Mi sento come un cantante che per mandare a casa felice il pubblico giura sul proprio onore di non aver mai suonato davanti a qualcosa di simile, ma concedetemelo: nel 2023 la NFC North potrebbe essere la division più interessante in assoluto.
In una primavera – circa – è cambiato praticamente tutto.
Aaron Rodgers è svernato a New York, i Minnesota Vikings potrebbero essere la squadra reduce da un campionato da tredici vittorie con più incognite di cui io abbia memoria, i Chicago Bears hanno finalmente una ragione per attendere con trepidazione l’inizio del campionato e in tutto ciò i Detroit Lions potrebbero essere i veri favoriti.
Troppe cose da digerire, andiamo con ordine.

Davanti a una squadra da tredici vittorie non ci dovrebbe essere molto da dire: il bello dei record NFL è proprio questo, sono così eloquenti che un numero incapsula migliaia di parole e gigabyte di giudizi.
Tuttavia definire sospetto il 13-4 con cui i Minnesota Vikings hanno concluso lo scorso campionato sarebbe un eufemismo. Stiamo pur sempre parlando di una squadra che in barba al magnifico record è stata capace di terminare la stagione con un differenziale punti negativo, -3. Una sciocchezza, per carità, ma comunque una statistica interessante da snocciolare.

■ **Dati forniti**
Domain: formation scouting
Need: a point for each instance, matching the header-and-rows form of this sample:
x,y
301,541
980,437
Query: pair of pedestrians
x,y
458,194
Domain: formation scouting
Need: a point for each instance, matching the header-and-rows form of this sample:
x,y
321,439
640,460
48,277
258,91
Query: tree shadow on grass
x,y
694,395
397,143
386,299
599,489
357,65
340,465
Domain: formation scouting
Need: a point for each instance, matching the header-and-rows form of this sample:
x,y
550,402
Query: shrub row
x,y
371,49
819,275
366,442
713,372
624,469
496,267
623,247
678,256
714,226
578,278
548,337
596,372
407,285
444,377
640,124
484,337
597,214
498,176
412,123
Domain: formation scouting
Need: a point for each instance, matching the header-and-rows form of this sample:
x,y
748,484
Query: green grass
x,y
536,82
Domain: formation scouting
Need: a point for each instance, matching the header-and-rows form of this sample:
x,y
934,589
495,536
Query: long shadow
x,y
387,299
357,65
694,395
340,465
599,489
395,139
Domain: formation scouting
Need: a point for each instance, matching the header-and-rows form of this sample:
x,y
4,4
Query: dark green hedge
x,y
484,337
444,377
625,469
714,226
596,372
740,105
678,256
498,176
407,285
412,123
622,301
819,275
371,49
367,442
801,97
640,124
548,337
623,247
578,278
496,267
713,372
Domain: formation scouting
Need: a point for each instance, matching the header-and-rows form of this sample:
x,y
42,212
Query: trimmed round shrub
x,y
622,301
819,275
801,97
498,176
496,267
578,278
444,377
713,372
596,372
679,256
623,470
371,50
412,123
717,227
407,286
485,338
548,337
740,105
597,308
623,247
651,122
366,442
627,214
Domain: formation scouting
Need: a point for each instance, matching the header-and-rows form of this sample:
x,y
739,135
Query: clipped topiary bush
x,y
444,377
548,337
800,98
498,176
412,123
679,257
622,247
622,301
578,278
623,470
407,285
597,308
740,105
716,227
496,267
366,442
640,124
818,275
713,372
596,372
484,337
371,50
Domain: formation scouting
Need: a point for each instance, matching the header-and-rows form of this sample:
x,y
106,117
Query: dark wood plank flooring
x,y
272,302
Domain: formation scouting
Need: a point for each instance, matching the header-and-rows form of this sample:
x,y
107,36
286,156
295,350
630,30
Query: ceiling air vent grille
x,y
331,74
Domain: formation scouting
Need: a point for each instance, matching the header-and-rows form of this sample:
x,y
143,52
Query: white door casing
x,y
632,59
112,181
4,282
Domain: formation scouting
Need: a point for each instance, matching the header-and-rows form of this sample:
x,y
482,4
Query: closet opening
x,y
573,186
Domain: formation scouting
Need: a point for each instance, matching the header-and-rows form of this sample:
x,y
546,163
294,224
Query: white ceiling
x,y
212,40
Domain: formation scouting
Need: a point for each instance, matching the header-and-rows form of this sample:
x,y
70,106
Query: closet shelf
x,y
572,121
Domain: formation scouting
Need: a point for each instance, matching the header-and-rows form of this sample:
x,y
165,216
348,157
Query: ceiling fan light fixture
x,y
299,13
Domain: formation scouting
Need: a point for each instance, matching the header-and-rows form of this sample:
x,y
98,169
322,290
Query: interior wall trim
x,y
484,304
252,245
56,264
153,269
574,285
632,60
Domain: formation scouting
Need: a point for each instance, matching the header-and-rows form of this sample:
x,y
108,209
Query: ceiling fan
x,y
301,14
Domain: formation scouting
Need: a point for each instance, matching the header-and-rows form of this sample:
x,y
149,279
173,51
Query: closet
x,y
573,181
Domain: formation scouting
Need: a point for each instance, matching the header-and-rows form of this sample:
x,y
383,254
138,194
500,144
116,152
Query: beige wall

■ **Cosa fare**
Ricopia il testo sulla NFC North cominciando da "Mi sento come" e finendo con "i veri favoriti.", ma sostituisci "New York" con "Miami". Basati soltanto sul testo.

■ **La risposta**
Mi sento come un cantante che per mandare a casa felice il pubblico giura sul proprio onore di non aver mai suonato davanti a qualcosa di simile, ma concedetemelo: nel 2023 la NFC North potrebbe essere la division più interessante in assoluto.
In una primavera – circa – è cambiato praticamente tutto.
Aaron Rodgers è svernato a Miami, i Minnesota Vikings potrebbero essere la squadra reduce da un campionato da tredici vittorie con più incognite di cui io abbia memoria, i Chicago Bears hanno finalmente una ragione per attendere con trepidazione l’inizio del campionato e in tutto ciò i Detroit Lions potrebbero essere i veri favoriti.